Return, word for word, only the lines from the one containing "Annotate the stadium" through the last line of the entries.

++++ Records to process

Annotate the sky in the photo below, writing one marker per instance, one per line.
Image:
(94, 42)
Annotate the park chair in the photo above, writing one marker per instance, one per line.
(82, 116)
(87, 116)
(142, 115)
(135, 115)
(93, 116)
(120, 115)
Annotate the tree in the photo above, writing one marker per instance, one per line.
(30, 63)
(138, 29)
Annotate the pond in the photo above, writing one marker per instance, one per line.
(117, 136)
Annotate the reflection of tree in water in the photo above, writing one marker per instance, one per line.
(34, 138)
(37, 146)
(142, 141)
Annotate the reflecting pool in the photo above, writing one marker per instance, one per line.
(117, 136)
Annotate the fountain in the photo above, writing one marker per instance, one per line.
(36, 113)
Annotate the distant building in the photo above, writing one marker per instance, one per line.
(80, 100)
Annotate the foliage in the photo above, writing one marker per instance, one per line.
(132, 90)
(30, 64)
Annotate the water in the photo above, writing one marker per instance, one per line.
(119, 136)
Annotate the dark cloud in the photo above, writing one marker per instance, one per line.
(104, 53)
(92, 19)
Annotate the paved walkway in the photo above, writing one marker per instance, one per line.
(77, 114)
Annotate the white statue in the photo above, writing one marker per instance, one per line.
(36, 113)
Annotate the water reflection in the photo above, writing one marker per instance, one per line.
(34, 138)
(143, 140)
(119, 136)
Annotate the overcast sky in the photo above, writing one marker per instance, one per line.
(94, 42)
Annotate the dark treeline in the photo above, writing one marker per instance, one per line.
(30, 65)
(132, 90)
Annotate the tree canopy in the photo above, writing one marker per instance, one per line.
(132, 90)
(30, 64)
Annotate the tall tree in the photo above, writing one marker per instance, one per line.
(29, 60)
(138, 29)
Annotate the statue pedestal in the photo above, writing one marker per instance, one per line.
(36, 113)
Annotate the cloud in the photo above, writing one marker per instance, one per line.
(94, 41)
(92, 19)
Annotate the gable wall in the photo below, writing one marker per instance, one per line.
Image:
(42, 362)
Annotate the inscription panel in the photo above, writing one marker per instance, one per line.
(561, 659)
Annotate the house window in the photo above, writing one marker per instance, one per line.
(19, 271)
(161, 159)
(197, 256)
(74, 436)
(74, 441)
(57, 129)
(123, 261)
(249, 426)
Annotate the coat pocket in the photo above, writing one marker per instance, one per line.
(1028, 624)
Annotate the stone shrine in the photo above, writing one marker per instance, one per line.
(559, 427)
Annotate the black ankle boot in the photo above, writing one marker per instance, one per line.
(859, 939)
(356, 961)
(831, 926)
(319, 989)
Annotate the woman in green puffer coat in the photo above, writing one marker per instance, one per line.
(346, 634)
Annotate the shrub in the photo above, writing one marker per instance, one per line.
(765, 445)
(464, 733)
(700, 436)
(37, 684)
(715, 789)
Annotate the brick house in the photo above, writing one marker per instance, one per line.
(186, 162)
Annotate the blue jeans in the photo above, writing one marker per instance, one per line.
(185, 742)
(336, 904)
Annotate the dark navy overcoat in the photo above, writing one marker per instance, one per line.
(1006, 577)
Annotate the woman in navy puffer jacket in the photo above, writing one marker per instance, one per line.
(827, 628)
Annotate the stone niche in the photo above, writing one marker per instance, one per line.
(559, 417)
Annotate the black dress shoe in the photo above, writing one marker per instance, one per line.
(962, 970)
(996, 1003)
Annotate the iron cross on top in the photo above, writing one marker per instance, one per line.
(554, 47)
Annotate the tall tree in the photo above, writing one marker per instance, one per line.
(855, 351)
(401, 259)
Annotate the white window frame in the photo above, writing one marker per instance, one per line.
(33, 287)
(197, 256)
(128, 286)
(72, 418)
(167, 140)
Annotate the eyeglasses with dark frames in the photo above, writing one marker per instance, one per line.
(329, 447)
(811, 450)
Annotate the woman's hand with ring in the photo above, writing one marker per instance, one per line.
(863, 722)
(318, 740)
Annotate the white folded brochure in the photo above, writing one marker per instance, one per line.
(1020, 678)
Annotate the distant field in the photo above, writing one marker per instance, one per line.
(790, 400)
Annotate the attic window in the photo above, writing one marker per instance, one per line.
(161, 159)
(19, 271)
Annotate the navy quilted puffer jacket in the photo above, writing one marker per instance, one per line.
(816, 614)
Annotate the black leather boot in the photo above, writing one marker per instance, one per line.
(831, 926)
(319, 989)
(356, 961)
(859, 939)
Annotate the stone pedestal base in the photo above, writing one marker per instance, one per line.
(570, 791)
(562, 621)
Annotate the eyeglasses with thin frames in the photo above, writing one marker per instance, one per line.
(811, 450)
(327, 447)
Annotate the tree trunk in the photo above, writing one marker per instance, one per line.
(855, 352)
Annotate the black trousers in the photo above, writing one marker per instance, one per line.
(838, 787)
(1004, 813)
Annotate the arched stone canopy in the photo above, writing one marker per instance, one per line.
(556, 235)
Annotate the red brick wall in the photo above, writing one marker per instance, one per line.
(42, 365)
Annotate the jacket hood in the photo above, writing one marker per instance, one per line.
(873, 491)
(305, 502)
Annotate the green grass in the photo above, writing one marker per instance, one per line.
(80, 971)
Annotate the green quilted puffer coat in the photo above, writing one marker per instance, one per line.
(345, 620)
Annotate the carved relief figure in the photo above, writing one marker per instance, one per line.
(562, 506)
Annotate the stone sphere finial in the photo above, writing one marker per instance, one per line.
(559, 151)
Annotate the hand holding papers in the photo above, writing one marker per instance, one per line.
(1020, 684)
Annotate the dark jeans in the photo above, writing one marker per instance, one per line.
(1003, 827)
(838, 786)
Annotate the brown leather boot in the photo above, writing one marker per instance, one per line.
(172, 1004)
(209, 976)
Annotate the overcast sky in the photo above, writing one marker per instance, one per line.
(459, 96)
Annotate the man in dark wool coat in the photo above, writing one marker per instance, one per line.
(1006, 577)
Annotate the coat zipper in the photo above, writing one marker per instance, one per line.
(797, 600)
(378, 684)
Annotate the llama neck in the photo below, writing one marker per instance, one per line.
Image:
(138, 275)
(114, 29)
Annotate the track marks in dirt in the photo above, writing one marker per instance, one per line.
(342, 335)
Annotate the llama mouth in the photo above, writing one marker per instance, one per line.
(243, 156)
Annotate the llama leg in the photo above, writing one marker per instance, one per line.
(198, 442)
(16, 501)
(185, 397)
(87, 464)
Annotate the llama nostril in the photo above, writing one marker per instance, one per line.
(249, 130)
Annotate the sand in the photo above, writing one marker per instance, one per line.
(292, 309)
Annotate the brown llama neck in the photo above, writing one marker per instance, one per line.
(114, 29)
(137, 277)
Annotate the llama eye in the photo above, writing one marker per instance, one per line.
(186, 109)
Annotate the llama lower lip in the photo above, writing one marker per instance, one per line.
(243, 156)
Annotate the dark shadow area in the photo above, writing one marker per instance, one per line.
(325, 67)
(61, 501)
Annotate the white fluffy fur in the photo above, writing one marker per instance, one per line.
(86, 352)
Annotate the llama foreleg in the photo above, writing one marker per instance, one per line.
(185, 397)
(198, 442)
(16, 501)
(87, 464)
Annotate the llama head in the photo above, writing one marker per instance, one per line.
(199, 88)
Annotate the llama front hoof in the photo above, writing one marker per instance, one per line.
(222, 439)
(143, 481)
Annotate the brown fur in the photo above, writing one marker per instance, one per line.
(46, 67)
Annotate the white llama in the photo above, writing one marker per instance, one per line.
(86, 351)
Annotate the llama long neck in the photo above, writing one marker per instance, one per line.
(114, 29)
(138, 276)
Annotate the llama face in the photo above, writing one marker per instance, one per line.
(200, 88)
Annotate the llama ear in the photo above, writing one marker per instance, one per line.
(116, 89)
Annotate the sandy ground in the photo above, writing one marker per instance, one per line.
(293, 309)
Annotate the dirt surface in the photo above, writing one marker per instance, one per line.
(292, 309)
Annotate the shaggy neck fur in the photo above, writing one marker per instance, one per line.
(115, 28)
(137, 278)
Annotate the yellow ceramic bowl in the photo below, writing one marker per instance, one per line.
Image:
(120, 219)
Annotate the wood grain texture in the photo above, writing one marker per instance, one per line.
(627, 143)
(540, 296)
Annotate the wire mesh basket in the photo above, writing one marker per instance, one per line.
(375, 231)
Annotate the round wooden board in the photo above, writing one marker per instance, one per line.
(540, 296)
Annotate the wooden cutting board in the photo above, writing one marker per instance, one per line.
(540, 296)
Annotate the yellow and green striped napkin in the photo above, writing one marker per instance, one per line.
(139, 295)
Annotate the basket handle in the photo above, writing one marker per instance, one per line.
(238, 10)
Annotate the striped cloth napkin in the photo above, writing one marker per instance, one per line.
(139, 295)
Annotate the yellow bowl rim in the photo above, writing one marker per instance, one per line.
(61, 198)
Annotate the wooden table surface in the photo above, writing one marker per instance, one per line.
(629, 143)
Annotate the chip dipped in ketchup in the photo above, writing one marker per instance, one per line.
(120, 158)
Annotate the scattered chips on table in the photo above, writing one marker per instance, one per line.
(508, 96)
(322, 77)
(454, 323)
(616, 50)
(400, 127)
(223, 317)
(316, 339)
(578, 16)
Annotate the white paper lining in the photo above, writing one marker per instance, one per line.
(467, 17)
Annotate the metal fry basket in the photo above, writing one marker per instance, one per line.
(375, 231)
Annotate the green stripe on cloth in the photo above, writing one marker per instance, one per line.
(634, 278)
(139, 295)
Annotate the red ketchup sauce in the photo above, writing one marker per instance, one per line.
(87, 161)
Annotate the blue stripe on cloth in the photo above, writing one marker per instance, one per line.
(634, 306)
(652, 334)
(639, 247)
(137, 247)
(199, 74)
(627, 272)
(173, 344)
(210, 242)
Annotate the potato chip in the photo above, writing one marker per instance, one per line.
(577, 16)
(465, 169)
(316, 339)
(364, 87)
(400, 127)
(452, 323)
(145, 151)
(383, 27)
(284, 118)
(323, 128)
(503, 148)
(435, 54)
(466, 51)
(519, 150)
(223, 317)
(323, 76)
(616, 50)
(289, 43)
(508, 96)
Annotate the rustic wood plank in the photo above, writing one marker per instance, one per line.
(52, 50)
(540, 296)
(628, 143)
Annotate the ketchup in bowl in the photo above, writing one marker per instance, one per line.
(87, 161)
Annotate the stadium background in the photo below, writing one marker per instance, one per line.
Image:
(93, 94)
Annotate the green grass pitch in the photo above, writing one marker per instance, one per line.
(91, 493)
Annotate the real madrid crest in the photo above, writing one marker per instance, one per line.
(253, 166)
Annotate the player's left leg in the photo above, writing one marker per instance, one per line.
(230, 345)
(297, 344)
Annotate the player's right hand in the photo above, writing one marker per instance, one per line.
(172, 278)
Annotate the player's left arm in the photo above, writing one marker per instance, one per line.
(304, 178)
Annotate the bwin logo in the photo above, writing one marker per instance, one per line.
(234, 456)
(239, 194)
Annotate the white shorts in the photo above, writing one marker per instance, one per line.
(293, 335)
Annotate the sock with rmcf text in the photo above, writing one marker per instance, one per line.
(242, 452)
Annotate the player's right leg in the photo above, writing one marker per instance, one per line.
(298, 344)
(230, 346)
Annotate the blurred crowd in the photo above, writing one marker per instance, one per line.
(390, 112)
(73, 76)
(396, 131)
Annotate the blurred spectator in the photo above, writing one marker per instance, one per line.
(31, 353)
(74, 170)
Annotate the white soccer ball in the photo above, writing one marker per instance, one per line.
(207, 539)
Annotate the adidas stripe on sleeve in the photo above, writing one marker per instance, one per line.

++++++++

§ **Output**:
Annotate the stadium background in the photo below, writing one marker per instance, one per line.
Image:
(93, 94)
Annotate the green grass pitch in the photo above, writing one marker per instance, one per line.
(91, 493)
Annotate the real madrid crest in the photo above, writing one marker per instance, one per line.
(253, 166)
Annotate the player's left leg in the photo above, writing one marker per instance, one per line.
(230, 345)
(297, 344)
Annotate the player's right hand in the photo above, writing one marker per instance, one per line.
(172, 278)
Annotate the player's left arm in the photo above, writing one marker per instance, one per line.
(304, 178)
Annotate the bwin logo in the photo above, writing one marker per instance, one per line.
(234, 456)
(239, 194)
Annotate the white shorts in the photo above, writing one marker per instance, one per line.
(293, 335)
Annotate the sock with rmcf text in the photo above, writing one marker per instance, one per line.
(242, 452)
Annotate the player's right leg in the photo above, writing one marker per instance, one per line.
(298, 344)
(230, 346)
Annotate the blurred crowd in the photo above, writing one marker per instance, one per line.
(390, 112)
(73, 76)
(396, 131)
Annotate the blurred spectator in the photo above, writing one marker per instance, one per line.
(31, 353)
(74, 170)
Annotate the white soccer ball in the photo above, writing one marker per instance, one per line.
(207, 539)
Annotate the adidas stripe on sleeve in the photo above, writing one marker per instance, one per line.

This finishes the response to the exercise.